(Stored dataset items)

☆ ☆ ☆ ☆ ☆ ☆ ☆

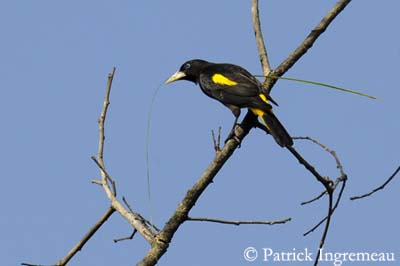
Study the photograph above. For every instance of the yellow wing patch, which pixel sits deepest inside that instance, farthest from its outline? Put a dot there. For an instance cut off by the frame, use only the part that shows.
(263, 97)
(222, 80)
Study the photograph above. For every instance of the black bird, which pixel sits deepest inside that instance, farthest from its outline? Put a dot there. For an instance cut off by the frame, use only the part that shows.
(235, 88)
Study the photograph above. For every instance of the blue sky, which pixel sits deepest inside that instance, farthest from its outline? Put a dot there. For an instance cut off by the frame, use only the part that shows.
(55, 56)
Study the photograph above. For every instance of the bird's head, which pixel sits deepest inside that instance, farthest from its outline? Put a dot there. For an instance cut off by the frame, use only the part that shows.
(190, 71)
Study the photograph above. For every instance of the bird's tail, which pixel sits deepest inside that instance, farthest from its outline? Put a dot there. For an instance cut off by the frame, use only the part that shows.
(275, 128)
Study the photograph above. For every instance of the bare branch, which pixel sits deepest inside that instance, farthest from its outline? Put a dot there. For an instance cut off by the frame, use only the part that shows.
(378, 188)
(324, 180)
(164, 237)
(306, 44)
(126, 238)
(203, 219)
(131, 217)
(262, 51)
(86, 238)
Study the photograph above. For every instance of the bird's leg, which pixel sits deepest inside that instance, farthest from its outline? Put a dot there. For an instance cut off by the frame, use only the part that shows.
(232, 133)
(236, 112)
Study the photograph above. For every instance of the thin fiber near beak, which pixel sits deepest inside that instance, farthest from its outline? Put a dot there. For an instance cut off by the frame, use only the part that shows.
(176, 76)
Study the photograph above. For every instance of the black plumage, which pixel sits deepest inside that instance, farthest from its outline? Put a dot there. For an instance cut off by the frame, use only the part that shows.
(235, 88)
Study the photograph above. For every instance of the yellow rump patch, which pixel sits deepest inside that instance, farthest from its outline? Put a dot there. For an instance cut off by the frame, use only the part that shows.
(221, 79)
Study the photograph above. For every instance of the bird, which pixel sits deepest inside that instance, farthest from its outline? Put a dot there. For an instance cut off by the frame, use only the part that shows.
(236, 88)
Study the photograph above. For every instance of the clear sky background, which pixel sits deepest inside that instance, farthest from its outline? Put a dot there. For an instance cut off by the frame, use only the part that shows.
(55, 57)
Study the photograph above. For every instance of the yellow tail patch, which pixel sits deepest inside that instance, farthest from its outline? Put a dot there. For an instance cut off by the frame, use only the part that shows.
(221, 79)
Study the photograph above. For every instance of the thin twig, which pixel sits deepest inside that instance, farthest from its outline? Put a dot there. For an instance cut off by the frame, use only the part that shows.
(378, 188)
(306, 44)
(133, 219)
(333, 210)
(126, 238)
(204, 219)
(164, 237)
(324, 180)
(108, 177)
(139, 215)
(262, 51)
(86, 238)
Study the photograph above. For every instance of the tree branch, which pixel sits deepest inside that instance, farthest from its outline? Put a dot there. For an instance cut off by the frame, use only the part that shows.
(262, 51)
(305, 45)
(204, 219)
(163, 238)
(378, 188)
(131, 217)
(86, 238)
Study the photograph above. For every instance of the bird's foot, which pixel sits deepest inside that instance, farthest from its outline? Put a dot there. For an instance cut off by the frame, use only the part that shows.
(234, 137)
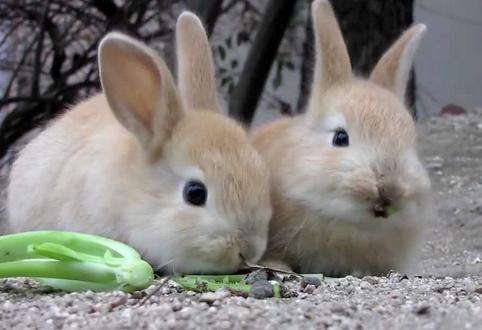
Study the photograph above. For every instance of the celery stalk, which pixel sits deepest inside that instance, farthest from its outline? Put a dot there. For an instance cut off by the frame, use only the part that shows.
(73, 261)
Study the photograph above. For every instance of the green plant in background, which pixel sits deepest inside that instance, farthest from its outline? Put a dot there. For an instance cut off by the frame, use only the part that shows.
(74, 262)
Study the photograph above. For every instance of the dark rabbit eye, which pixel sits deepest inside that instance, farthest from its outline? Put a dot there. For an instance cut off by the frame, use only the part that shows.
(341, 138)
(195, 193)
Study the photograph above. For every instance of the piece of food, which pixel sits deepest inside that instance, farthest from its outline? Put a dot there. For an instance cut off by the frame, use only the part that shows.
(73, 261)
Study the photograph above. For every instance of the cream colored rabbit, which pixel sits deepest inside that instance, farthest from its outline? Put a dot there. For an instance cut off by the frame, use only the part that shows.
(340, 170)
(168, 174)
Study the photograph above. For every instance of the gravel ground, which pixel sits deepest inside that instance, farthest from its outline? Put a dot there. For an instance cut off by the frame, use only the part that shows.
(446, 293)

☆ ☆ ☆ ☆ ☆ ☆ ☆

Give back every line exactly as it stands, pictures excluded.

Study the photograph above. For every instance of the yellow wing patch, which pixel sits deepest inside that instance, farthest from its outline? Put a dot there. For an instance cut off by the frame, use only the part that shows.
(263, 97)
(222, 80)
Study the photograph above. For every instance of the black bird, which pixel sits deepest inside that instance, farthest from its outline? Put a dot there. For an instance cut off by the frame, use only the part that shows.
(235, 88)
Study the photograph above. For every instance of the blue sky, which pixel sits deepest inside that instance, farthest from its outline? Put a dot there. For an instance cut off by the frame, use only the part that shows.
(55, 56)
Study the photograph above. For every instance of the bird's head, which pixel sits deepest inside that instance, farthest from its outline? Put a dot there. For an instance cut off by the frame, use only the part that shows.
(190, 71)
Study the photograph above. For every instance of the bird's tail, which pixel sits deepest inside that instance, farthest from its outline? Put a dot there. For an instance cut off by the frame, use only the part that shows.
(275, 128)
Study the photograph above. For every instance of the bare branch, which pixel sits deepest inside that instance, farthest from its outline? Put a dot there. For an instance cut off by the frame, use only the part that shows.
(378, 188)
(324, 180)
(164, 237)
(306, 44)
(126, 238)
(203, 219)
(131, 217)
(262, 51)
(86, 238)
Study the photograph above. For every instance of the bird's leg, which pixel sits deepest inside that instance, farthest from its outline? Put a dot there. For an instance cut off by the frame, use only the part that shows.
(232, 133)
(236, 112)
Study the photograph above. For every instance of the thin fiber near beak, which pixel sits deepest inside that instance, farthest from its outline? Put a dot there. For an instance cut off by the frame, use only the part that shows.
(176, 76)
Study the photograph above. For every instance of the black plumage, which pixel sits deepest inside that instance, farthest from its outline? Put a dot there. For an instance cut off by the frame, use only the part that shows.
(235, 88)
Study the photograph above. For every instance of the yellow rump patch, which pixel sits deepest inside that instance, farthest from its outline? Put a dot there. For an instance cut off by the frame, use only the part that shows.
(221, 79)
Study the photograph above. For every instance of the bird, which pixel sits deepest inside that instance, farthest from its outline? Put a dot there. For an instance cut off by the frame, use only the part that shows.
(236, 88)
Study the photograph above. For every instance of the clear sky background, which pixel sits deepest inside that instance, farthest from its outline? Put a dot there. For an instance cut off by the frame, use only the part that shows.
(55, 57)
Study the photograph above. For every instance of the yellow tail patch, which pixel sits deepest inside that instance, farthest from its outline? Put a dot there. For an instance cut off by the frame, use only the part that shows.
(221, 79)
Study the photograph above. For every instance of the thin twig, which pixel sits deepest inside that instance, farthest from its outline? Put a dot there. For an instance cut off by the frame, use only the part that shows.
(378, 188)
(306, 44)
(133, 219)
(333, 210)
(126, 238)
(204, 219)
(164, 237)
(324, 180)
(108, 177)
(139, 215)
(262, 51)
(86, 238)
Study the photograph above. For every instance of the tree branch, which pixel sits deepest inside that instance, farthest from its outline? Put a dot there. For an instance cut off by the frame, use only the part that shows.
(262, 51)
(305, 45)
(204, 219)
(163, 238)
(378, 188)
(131, 217)
(86, 238)
Study the photograph above. For every instance of the bird's foot, which pixel sits deepest inside that instance, farthest from its outline? Put a dot there. For an instance cut off by the frame, use only the part that shows.
(234, 137)
Study the photograph above. For every instance of the celery stalk, which pixel sits deepest inside that instance, farthest from its outline? Put a dot there. For an instance cut off by the frame, use only the part that shows.
(73, 261)
Study the photograph above. For every instance of the green plant in background, which pixel sits deepest inside that instance, farthest from its outline? Put a dot there. For an instance cut off by the frame, use only the part that shows.
(74, 262)
Study the photograph above. For every instance of the dark rabbit eye, which pixel sits deepest inside that instance, farthest from its outline? Put a dot there. For an instance cut off by the frame, use only the part that shows.
(341, 138)
(195, 193)
Study the photograph above. For every instance of the piece of food, which pixel sits deepest inside that instance, farthest from its outline? Put a dot there. For an instance cut off by the frame, use only the part that shows.
(73, 261)
Study the photograph above. For every instance of the cream colored rabbit, which pixel sits deepest inside that instance, farthest from its outline? Put a dot there. For an instance cut off by the frame, use only the part that shows.
(340, 170)
(168, 174)
Study the photograph above. For every instance of the gravel ground, which pixel sits deepest inside that instance, farthest from its outline? Put a dot there. For an instance cut off by the frame, use only the part that shows.
(446, 293)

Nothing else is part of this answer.